• [Image-grounded pointing data]:
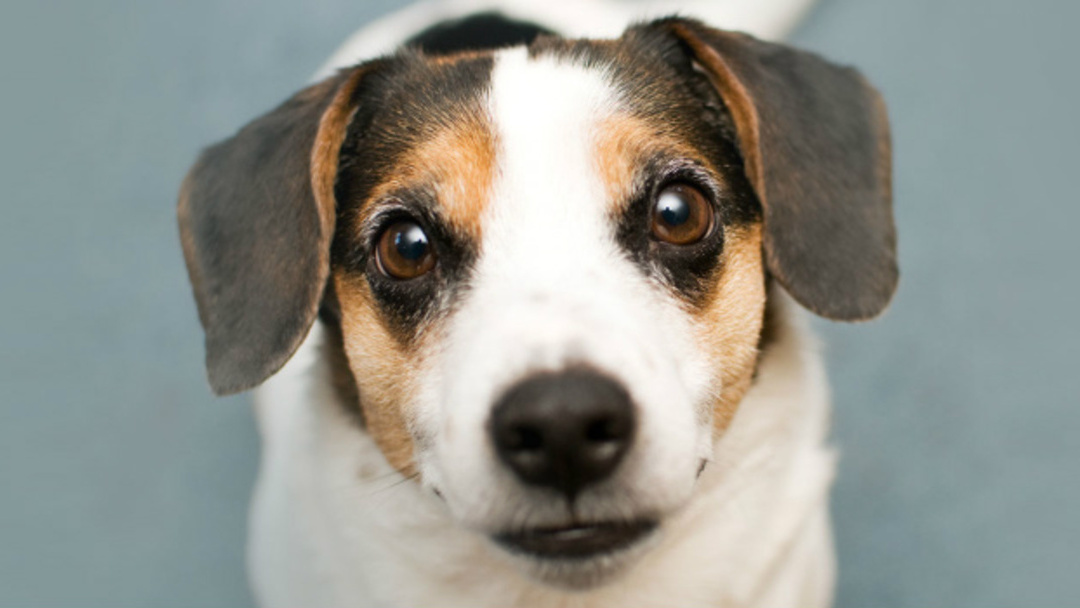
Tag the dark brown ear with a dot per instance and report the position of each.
(814, 138)
(256, 215)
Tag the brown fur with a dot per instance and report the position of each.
(623, 143)
(732, 320)
(386, 370)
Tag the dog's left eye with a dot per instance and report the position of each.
(680, 215)
(404, 251)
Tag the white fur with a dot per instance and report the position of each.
(552, 289)
(333, 524)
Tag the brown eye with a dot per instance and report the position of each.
(682, 215)
(404, 252)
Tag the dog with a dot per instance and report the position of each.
(524, 312)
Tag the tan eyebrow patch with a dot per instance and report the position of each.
(732, 319)
(458, 163)
(622, 144)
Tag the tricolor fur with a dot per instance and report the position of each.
(531, 163)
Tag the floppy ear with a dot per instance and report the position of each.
(256, 215)
(814, 138)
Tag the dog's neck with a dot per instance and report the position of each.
(333, 522)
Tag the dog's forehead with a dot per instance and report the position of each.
(455, 124)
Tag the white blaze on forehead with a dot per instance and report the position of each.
(548, 194)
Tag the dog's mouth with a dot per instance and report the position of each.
(578, 541)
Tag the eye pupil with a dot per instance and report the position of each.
(673, 210)
(404, 251)
(410, 243)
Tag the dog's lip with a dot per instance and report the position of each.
(576, 541)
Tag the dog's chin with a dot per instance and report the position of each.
(579, 556)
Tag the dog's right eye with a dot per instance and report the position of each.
(404, 252)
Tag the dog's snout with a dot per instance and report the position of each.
(564, 431)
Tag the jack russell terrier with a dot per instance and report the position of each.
(524, 313)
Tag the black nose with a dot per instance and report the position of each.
(564, 430)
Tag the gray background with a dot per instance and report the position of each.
(123, 483)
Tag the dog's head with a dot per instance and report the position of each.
(548, 262)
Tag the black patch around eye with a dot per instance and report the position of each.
(689, 269)
(405, 305)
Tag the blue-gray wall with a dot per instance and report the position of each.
(123, 483)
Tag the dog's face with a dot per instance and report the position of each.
(548, 264)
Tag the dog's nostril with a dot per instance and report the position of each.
(565, 430)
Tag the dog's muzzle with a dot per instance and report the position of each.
(564, 431)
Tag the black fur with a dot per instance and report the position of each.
(475, 32)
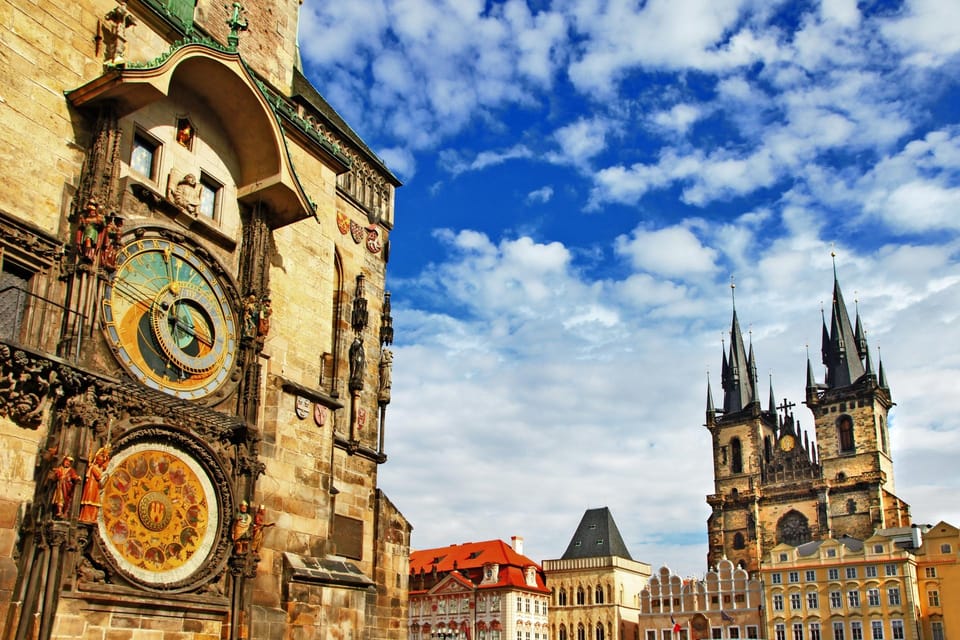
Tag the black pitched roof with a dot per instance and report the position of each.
(596, 536)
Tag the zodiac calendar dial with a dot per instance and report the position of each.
(168, 318)
(159, 514)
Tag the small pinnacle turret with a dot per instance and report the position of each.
(840, 353)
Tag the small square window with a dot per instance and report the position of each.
(144, 155)
(210, 192)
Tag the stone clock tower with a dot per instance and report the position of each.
(773, 484)
(195, 332)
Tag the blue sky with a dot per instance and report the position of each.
(582, 179)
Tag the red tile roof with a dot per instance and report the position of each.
(469, 559)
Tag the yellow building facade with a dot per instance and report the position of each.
(841, 589)
(194, 333)
(938, 573)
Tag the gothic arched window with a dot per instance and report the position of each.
(845, 433)
(793, 529)
(736, 455)
(738, 542)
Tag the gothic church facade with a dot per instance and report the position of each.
(773, 483)
(194, 332)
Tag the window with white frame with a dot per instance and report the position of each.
(893, 595)
(936, 628)
(796, 602)
(896, 629)
(856, 630)
(778, 602)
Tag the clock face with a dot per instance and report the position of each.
(787, 442)
(159, 516)
(168, 318)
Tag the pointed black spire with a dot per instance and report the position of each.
(711, 410)
(772, 402)
(737, 379)
(841, 354)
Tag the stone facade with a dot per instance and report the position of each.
(775, 484)
(194, 333)
(596, 585)
(726, 603)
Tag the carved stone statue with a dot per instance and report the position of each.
(65, 478)
(357, 360)
(89, 224)
(90, 497)
(119, 18)
(263, 323)
(386, 376)
(186, 194)
(110, 242)
(241, 529)
(251, 316)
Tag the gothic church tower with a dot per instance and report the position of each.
(772, 484)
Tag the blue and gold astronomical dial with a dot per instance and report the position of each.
(168, 318)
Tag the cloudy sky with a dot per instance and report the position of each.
(582, 179)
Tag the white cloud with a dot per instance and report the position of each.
(541, 195)
(670, 252)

• [What to produce]: Faithful copy, images left out: write out every line of data.

• [Result]:
Tag the dark brown ear with a dot per instance and report the position of each.
(814, 138)
(256, 215)
Tag the brown fur with a dot per instance and report the position of each.
(623, 143)
(732, 320)
(386, 370)
Tag the dog's left eye with a dot per instance and report the position of each.
(680, 215)
(404, 251)
Tag the white fur with a dot per instance and report the position of each.
(552, 289)
(333, 524)
Tag the brown eye with a dot per instance and report the position of each.
(682, 215)
(404, 252)
Tag the dog with a dot per instance and report the position of each.
(524, 312)
Tag the tan eyebrow patch with a dot per instance and report the position of each.
(732, 319)
(458, 163)
(622, 144)
Tag the tricolor fur with a dot per instance and report the position of each.
(531, 163)
Tag the floppy ear with a dot per instance and report the position of each.
(256, 215)
(814, 138)
Tag the dog's neck with a dot per instance and report the position of each.
(333, 522)
Tag the dog's forehead with a dot per instance and report the position of each.
(455, 124)
Tag the white blaze on forehead with a dot per instance and report the position of each.
(548, 194)
Tag the dog's mouth with a dot per instance and report the position of each.
(578, 541)
Tag the eye pupil with a dot per instance and report the position of each.
(673, 210)
(404, 251)
(410, 243)
Tag the dog's lip with a dot per instance and report the position of each.
(576, 541)
Tag the dog's chin with a dot per instance and report the position of each.
(579, 556)
Tag the dog's right eye with a dot per instance and report the position of each.
(404, 252)
Tag the dog's snout with a dot per instance and report the position of each.
(564, 431)
Tag the jack russell terrier with a dot per instance and report the position of each.
(524, 313)
Tag the black nose with a dot per instance and report the position of each.
(564, 430)
Tag the gray background with a dot per instance and report the position of each.
(123, 483)
Tag the dog's head with a dot per instance and report the position of each.
(548, 262)
Tag the black patch around eye with a dot per instance and report the position of each.
(689, 269)
(405, 305)
Tag the blue-gray wall with a dot per instance and report the position of each.
(123, 483)
Tag the dog's face with a dot per instance and report the position of each.
(548, 264)
Tag the dog's nostril with a dot per instance and report the position of each.
(565, 430)
Tag the dog's muzzle with a dot per instance and report the position of each.
(564, 431)
Tag the black fur with a dot per instance and report the position of each.
(475, 32)
Tag the black pitched roof with a dot per instance and report the position of each.
(596, 536)
Tag the zodiac calendar dial with a dot per instance and report the position of each.
(168, 318)
(159, 514)
Tag the small pinnacle turret with a dot per instance and report the position of each.
(840, 353)
Tag the small square window with a dot per instance and report the position of each.
(144, 155)
(210, 192)
Tag the stone clock tower with a dot per instance and report the position of each.
(773, 484)
(195, 332)
Tag the blue sky with a dot per instance and report the position of each.
(582, 179)
Tag the red tile roof with a dot per instance and report the position of each.
(469, 559)
Tag the yellow building facade with a dot per instance and report the position of each.
(841, 589)
(194, 333)
(938, 573)
Tag the gothic arched window with a dot per instance and report the position of each.
(845, 433)
(793, 529)
(736, 455)
(738, 542)
Tag the gothic church facade with a dot per instance and report the position of each.
(773, 483)
(194, 332)
Tag the window with white frame with a dot per instance and report the position of each.
(893, 595)
(936, 628)
(796, 602)
(896, 629)
(856, 630)
(778, 602)
Tag the clock face with a dot per instance and report the position of each.
(787, 442)
(159, 516)
(168, 318)
Tag the pointed black spire with a dot per instance and report the position of each.
(711, 410)
(772, 402)
(737, 379)
(841, 354)
Tag the stone facade with a dot per instance and report the position of each.
(775, 484)
(194, 333)
(596, 585)
(726, 603)
Tag the carved stone statue with a dot per instance and report the position of each.
(65, 478)
(357, 360)
(89, 224)
(90, 497)
(119, 18)
(263, 323)
(386, 376)
(186, 194)
(110, 242)
(241, 529)
(251, 316)
Tag the gothic church tower with a dot per instance and report the position of each.
(772, 484)
Tag the blue and gold astronomical dial with a dot per instance and report the position of each.
(168, 318)
Tag the cloudy sky with a dot per instance and report the position of each.
(582, 179)
Tag the white cloud with a dot per instance and report the position of each.
(541, 195)
(670, 252)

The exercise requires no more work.